[Ejercicio propuesto a] Reproduce tal cual, de los registros, todo lo que va desde la línea que contiene "Can you spot the snow-covered ground" hasta la línea que contiene "[[22, 242]]", ambas incluidas.

[Artículo]
Llegué a Palma de Mallorca cuando el termómetro había superado los treinta grados. Sin embargo, no me pareció un calor especialmente asfixiante: como en Barcelona, sólo si la humedad es elevada (o ataca el levante) el aire se hace insoportable, porque entra en los pulmones mezclado con el agua sucia de la atmósfera y un sudor pestífero empapa los cuerpos. En esta ocasión, el clima no aconsejaba apuntarse a una carrera de sacos, por ejemplo, pero permitía el paseo incluso en horas cenitales.
La ciudad vieja, que pudo haber tenido una personalidad vigorosa, ha sido tomada por el sector de la restauración, pero no el de lápiz y grabado antiguo, que es un sector peligroso aunque no mortal, sino el de la paella y la sangría, que es mortal de necesidad. En ocasiones, algunas calles mantienen la certera aplicación de colores calientes que exige la brutal luminosidad del Mediterráneo. Por desgracia, esa maravillosa combinación de naranja, azafrán, calabaza, el lila de las buganvillas, el rojo de los pelargonios, esa danza à la Rothko recortada contra un cielo azul ultramarino y que tanto recuerda a las ciudades sicilianas, se ve trivializada por la delirante sucesión de bares, cafés, tascas, discotecas, tabernas, restaurantes, heladerías y churrerías que no han dejado ni un centímetro de calle sin expropiar.
Es indudable que los turistas comen y beben. En el caso de los alemanes, que aquí son mayoría, comen y beben mucho. Pero la actual distribución de licencias municipales ha convertido el barrio viejo de Palma en un monopolio de la sangría. Un espectáculo chabacano y triste que no se permitirían ni los valencianos en fallas. Además, aquí pueden dar de beber y comer a la entera población de la India. En consecuencia, los establecimientos están medio vacíos y al horror se añade la melancolía y el hastío. Por lo tanto, salí de Palma convencido de que quienes ordeñan el turismo han destruido la ciudad que pudo ser más hermosa del Mediterráneo. Se habían hecho millonarios, sí, pero a cambio de convertir su casa en una feria. Compartí entonces de corazón la exigencia de algunos grupos minoritarios mallorquines que quieren prohibir toda futura venta de propiedad a extranjeros, persuadidos de que son los grupos foráneos los que están arrasando la isla.

(Registros de una fuente de datos)
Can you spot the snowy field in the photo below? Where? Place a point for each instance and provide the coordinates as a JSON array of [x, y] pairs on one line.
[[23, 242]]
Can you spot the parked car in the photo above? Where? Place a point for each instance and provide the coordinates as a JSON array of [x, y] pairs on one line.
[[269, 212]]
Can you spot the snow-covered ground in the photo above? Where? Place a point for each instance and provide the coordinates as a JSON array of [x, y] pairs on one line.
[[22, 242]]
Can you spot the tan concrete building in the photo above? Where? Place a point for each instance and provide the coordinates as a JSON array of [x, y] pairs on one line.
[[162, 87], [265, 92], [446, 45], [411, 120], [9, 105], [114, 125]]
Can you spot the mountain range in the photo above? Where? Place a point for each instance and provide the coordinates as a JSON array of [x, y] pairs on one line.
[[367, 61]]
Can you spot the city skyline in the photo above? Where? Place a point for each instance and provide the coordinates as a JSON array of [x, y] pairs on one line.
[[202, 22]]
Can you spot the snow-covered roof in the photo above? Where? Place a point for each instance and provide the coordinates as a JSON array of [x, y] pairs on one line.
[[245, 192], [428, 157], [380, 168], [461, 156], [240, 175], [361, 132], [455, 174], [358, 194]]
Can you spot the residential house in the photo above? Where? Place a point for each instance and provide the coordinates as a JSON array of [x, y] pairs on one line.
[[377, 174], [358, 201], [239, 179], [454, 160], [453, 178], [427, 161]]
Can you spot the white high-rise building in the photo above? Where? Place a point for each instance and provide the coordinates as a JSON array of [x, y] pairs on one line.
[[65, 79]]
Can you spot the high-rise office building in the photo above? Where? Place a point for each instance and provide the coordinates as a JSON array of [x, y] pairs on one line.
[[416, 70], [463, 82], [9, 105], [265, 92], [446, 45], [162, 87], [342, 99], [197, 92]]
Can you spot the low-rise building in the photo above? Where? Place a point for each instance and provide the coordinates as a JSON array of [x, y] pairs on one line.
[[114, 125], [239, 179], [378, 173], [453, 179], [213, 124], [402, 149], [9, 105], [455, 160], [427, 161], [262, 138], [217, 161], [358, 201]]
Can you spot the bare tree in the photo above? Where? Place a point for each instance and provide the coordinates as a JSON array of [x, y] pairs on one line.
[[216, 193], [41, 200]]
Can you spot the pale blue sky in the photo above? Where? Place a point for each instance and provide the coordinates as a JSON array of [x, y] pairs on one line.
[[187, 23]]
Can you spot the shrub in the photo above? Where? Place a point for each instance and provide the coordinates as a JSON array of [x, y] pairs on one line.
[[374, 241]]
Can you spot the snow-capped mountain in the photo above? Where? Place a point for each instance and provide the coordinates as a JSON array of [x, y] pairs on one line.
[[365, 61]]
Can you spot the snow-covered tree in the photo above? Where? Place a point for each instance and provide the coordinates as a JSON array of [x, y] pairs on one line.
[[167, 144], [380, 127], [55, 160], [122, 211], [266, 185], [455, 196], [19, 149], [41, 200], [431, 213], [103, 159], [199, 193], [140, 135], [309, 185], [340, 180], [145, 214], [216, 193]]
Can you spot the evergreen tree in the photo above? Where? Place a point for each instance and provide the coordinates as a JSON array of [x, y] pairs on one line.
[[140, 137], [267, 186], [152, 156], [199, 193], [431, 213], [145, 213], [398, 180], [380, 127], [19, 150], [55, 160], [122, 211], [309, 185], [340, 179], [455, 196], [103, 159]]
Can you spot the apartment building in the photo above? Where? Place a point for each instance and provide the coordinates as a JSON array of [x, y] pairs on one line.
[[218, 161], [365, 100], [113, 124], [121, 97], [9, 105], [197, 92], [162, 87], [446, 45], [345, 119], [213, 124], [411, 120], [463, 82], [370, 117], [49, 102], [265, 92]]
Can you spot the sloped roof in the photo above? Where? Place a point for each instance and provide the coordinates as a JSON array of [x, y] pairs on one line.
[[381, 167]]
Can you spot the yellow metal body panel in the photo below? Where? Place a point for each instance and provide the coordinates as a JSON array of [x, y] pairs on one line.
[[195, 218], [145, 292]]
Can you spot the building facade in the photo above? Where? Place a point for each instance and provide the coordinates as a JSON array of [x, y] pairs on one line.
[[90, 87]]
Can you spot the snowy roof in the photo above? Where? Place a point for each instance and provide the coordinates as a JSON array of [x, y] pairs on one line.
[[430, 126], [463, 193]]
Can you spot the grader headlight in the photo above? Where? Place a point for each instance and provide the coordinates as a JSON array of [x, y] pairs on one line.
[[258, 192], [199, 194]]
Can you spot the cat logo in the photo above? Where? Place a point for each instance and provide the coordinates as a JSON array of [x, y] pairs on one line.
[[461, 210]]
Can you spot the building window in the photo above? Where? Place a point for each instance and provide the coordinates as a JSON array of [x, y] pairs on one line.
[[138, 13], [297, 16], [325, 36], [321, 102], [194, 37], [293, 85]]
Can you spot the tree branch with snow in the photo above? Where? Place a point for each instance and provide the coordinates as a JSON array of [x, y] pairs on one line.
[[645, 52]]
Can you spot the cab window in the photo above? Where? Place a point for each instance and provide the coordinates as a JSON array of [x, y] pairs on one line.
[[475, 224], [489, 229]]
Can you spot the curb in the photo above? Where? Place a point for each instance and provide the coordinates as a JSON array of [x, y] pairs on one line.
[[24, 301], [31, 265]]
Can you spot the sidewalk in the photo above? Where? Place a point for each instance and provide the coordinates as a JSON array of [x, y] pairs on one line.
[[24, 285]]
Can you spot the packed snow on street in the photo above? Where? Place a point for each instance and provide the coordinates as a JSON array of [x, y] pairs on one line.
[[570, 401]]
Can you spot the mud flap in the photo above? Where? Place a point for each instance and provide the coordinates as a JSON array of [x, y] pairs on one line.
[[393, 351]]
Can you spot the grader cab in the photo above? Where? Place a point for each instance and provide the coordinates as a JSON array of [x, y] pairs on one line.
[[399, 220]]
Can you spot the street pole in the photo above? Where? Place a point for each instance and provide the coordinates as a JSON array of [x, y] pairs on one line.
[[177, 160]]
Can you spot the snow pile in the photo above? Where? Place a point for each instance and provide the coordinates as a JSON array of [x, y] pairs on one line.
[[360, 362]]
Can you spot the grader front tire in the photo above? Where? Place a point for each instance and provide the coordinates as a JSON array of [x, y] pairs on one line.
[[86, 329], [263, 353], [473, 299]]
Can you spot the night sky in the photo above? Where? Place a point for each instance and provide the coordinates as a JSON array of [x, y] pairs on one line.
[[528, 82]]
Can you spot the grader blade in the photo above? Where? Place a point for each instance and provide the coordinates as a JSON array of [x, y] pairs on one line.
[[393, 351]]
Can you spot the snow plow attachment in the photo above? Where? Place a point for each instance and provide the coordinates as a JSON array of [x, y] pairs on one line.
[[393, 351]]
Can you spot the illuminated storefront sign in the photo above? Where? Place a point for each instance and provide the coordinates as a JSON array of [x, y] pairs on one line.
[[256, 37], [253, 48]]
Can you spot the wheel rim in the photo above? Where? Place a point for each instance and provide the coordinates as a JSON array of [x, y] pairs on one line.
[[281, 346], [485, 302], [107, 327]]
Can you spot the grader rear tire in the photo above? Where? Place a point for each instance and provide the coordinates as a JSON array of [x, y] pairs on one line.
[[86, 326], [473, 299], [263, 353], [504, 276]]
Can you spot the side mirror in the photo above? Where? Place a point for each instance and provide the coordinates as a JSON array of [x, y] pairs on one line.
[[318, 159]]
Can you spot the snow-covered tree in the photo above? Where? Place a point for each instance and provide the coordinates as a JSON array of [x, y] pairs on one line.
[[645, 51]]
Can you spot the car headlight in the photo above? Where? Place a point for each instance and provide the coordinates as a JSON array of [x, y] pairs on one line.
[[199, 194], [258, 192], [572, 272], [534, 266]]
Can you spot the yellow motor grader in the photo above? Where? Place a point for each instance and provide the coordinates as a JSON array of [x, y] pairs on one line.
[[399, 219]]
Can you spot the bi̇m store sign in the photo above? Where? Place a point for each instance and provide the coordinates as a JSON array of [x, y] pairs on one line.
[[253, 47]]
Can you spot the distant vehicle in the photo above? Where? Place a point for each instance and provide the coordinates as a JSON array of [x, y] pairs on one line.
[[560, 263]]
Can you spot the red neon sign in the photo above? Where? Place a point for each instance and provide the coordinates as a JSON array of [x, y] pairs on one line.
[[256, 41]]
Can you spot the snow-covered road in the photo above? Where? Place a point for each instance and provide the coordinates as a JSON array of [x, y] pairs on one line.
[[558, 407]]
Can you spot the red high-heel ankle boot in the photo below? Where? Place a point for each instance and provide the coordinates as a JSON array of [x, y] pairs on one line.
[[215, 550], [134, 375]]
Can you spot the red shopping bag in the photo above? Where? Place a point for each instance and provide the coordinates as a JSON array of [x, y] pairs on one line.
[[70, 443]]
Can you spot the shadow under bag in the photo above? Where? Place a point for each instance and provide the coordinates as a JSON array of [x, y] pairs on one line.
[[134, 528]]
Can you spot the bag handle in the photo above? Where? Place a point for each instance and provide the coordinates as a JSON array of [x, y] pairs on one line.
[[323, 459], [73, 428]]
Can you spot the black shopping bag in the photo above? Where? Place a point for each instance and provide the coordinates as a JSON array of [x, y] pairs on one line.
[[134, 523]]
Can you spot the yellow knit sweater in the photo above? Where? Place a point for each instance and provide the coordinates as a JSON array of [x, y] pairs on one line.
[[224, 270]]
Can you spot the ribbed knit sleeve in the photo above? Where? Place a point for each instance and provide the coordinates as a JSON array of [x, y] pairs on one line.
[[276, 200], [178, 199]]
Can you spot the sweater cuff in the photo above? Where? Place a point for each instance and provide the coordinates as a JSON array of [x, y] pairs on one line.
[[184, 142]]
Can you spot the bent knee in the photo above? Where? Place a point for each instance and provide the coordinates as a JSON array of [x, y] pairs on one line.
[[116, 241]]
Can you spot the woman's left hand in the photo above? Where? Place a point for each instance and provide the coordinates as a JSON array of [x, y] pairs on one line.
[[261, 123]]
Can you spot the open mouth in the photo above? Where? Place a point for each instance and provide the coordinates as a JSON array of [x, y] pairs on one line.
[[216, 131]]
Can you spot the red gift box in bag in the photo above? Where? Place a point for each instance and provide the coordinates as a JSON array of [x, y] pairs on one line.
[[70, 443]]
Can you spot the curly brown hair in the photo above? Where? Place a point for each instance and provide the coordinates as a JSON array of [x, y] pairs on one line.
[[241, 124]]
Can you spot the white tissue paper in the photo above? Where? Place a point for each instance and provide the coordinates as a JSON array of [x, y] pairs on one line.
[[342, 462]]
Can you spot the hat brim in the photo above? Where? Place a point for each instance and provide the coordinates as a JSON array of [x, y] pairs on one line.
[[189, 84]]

[Ejercicio propuesto b] Continúa el artículo sobre Palma de Mallorca a partir de su última oración.

[Resultado del ejercicio a]
Can you spot the snow-covered ground in the photo above? Where? Place a point for each instance and provide the coordinates as a JSON array of [x, y] pairs on one line.
[[22, 242]]

[Resultado del ejercicio b]
Para escapar del espanto, tomé la carretera de Artá, un trazo de tiralíneas que cruza la isla de punta a cabo, un jabeque que rasga la faz insular. Sus ochenta kilómetros dan una idea muy cabal del muy extenso territorio central mallorquín. El sol caía a plomo. Las manchas verdes eran escasísimas. El paisaje semejaba la terrera marroquí, catalana o valenciana, abandonada por los campesinos en su desesperado intento por hacerse camareros y luego hoteleros y luego potentados. Algo que unos pocos han logrado, por cierto. La carretera atraviesa cientos de miles de hectáreas en parches marrones, pardos, arcillosos o calcáreos, acabados por el trío de pinos raquíticos que señalan como horcas feudales el límite de una propiedad. Las granjas, algunas de gran tamaño, son miserables. Bidones oxidados, carcasas de viejas camionetas, maquinaria muerta, columnas de neumáticos reblandecidos por el calor, todo escampado por chamizos con cubierta de Uralita agujereada. Una verdadera agresión.
Evidentemente, los millones de dólares ganados con el turismo han de estar en las Islas Caimanes. En esta extensísima zona central nadie ha invertido un duro jamás. Sólo se han construido algunas carreteras que permiten llegar hasta Manacor, Sant Llorenç o Artá, simplemente para comprobar la dejadez y la desastrosa urbanización de unos poblachones que se parecen a las villas manchegas de hace veinte años.
En ese momento pensé que ni hablar, que los grupos políticos minoritarios se equivocan, como siempre, y que lo decente sería vender la isla entera a los alemanes. Por lo menos la mantendrían limpia. Y quizás trabajada. De manera que, con suerte, mucha gente podría gozar de ella. No hay peor mentalidad que la del campesino resentido, incapaz de sacar provecho de su tierra, pero decidido a morir antes de que la cultive alguien más capacitado.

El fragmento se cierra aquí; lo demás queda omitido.